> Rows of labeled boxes
"""

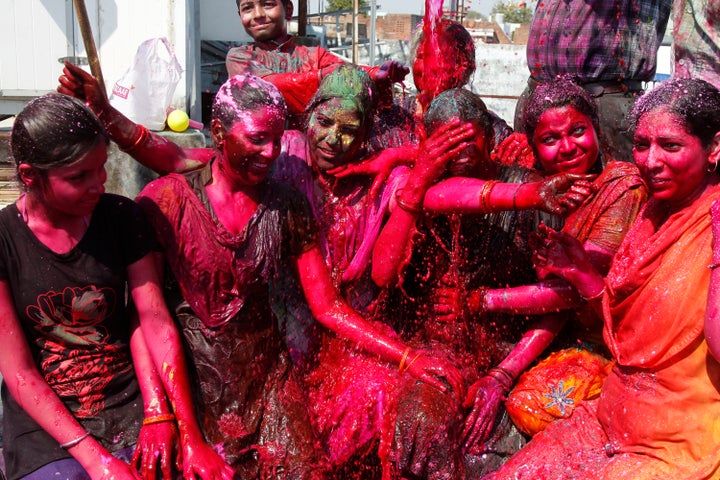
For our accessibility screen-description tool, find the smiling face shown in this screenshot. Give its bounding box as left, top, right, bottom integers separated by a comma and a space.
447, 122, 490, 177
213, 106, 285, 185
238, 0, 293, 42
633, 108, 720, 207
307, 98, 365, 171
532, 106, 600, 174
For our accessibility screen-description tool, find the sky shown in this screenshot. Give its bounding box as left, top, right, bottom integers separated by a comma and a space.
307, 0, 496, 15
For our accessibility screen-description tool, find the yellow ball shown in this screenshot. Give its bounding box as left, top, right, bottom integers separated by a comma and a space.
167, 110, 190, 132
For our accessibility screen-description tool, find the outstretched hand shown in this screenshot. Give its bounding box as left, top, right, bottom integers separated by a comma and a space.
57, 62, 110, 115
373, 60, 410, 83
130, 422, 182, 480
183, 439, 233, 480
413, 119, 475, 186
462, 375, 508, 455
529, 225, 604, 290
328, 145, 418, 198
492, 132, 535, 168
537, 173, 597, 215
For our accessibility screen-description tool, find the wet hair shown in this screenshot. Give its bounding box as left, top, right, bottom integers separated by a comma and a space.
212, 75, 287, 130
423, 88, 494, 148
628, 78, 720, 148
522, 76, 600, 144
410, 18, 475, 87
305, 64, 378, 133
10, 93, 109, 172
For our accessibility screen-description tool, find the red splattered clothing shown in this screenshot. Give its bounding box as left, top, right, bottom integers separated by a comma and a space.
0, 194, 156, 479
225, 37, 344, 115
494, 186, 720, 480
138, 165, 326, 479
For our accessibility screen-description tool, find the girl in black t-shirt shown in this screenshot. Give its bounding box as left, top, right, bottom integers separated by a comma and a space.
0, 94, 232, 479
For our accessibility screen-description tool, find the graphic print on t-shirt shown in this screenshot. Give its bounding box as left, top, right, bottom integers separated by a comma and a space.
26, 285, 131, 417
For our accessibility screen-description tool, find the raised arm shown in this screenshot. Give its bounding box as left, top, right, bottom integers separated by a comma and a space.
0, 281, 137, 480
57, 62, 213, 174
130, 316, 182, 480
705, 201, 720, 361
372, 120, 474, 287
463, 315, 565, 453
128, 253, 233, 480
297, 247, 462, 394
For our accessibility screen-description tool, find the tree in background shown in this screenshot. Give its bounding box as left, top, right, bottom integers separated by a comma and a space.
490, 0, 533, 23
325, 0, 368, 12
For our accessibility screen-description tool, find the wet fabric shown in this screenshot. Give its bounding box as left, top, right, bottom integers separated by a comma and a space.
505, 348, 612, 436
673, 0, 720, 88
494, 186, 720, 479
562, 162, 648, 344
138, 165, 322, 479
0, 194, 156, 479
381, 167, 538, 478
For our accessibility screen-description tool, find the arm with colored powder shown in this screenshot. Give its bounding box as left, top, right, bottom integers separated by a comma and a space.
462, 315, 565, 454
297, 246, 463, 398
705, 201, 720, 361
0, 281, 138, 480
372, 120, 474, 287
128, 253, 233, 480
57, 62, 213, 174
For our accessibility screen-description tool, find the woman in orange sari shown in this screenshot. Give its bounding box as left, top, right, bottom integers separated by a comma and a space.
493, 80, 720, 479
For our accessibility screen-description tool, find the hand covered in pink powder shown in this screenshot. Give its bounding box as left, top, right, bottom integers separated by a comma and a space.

"""

> Instructions to follow
Output every row above verbatim, line for line, leaving out the pictures.

> Exercise response
For our accessibility screen-description tool, find the smiling face shown in this screenshot. Give its bounding box as left, top, right, bottom integers separated by a comma and a space.
447, 122, 490, 177
213, 106, 285, 185
238, 0, 293, 42
633, 108, 720, 207
307, 98, 365, 171
532, 106, 600, 174
For our accessibility screen-description tool, find the sky shown in this screenshot. Give its bounding box as left, top, right, bottom integers separated by a comma and a space.
307, 0, 496, 15
For our accessibility screen-description tool, find the yellow ball shown in this screenshot. Give its bounding box as left, top, right, bottom integers separated by a comma and a space.
167, 110, 190, 132
For our accessibility screen-description tool, find the outstretched hand shown in this screenshot. Give its bounding box as left, top, right, bottom integers separated by a comma and a space.
57, 62, 110, 115
373, 60, 410, 83
130, 422, 182, 480
183, 439, 233, 480
413, 119, 475, 186
462, 375, 508, 455
529, 225, 604, 290
328, 145, 418, 198
492, 132, 535, 168
537, 173, 597, 215
For our accessibility screen-description tool, find the wet hair shown in this screenshot. Give its bounding box as left, top, right, bottom integers separated by a comma and a space.
212, 75, 287, 130
423, 88, 494, 148
628, 78, 720, 148
522, 76, 600, 144
410, 18, 475, 87
305, 64, 378, 133
10, 93, 109, 172
For our accessibility screen-description tool, find the red splattered clothing shown in this screenshot. Give its bounding box as left, top, right, bottom integers separated by a comma and a space.
0, 194, 156, 479
225, 37, 344, 115
494, 186, 720, 480
138, 165, 326, 479
For our accessibility screen-description tool, find the girl in black t-shirt shown in this screenshot. Give its bounding box as left, top, right, bottom integers separated by a comma and a space.
0, 94, 232, 479
For our accessibility screen-description tool, find the graphic print on t-shirt shown in this screenshot. Give its bounding box as left, top, right, bottom integers separated by a comma and a space.
26, 285, 131, 417
For our accessibility screen-description tool, find the raised arm shown in this screenshot. Give its bounding box as left, top, right, bottom integers separated by a comma and a space.
0, 281, 137, 480
57, 62, 213, 174
130, 316, 182, 480
705, 201, 720, 361
372, 120, 474, 287
463, 315, 565, 453
128, 253, 233, 480
297, 247, 462, 394
For our accessibility screen-description tool, find the tree in background shown in this screenshot. Give its bounding box as left, top, right, bottom integers separated by a comma and a space.
490, 0, 533, 23
325, 0, 368, 12
For our accessibility screen-description tool, find the wet fabric shown in this screenshot. Give its bounding box as left, top, right, bottom integers separated by a comma and a space.
505, 348, 612, 436
673, 0, 720, 88
494, 186, 720, 479
562, 162, 648, 344
138, 165, 322, 479
0, 194, 156, 479
381, 167, 538, 478
For our accessibility screen-description tool, find the arm with colored powder shown in this screenshot. Give its bounding box as left, top, right, bottom integers separated by a comma and a space.
462, 315, 565, 454
297, 246, 463, 398
705, 201, 720, 361
0, 281, 138, 480
372, 120, 474, 287
128, 253, 233, 480
57, 62, 213, 174
For our accessibility screen-description tool, find the woman in orange sari shown in this screenshot. Give its bounding box as left, top, right, bottom integers separated by a comma and a space.
493, 80, 720, 479
For our accessibility screen-description tool, find the hand covered in pink powder shown in this screenshot. Give its bounding box as left, top, right, bottom integers separated by a comma and a space.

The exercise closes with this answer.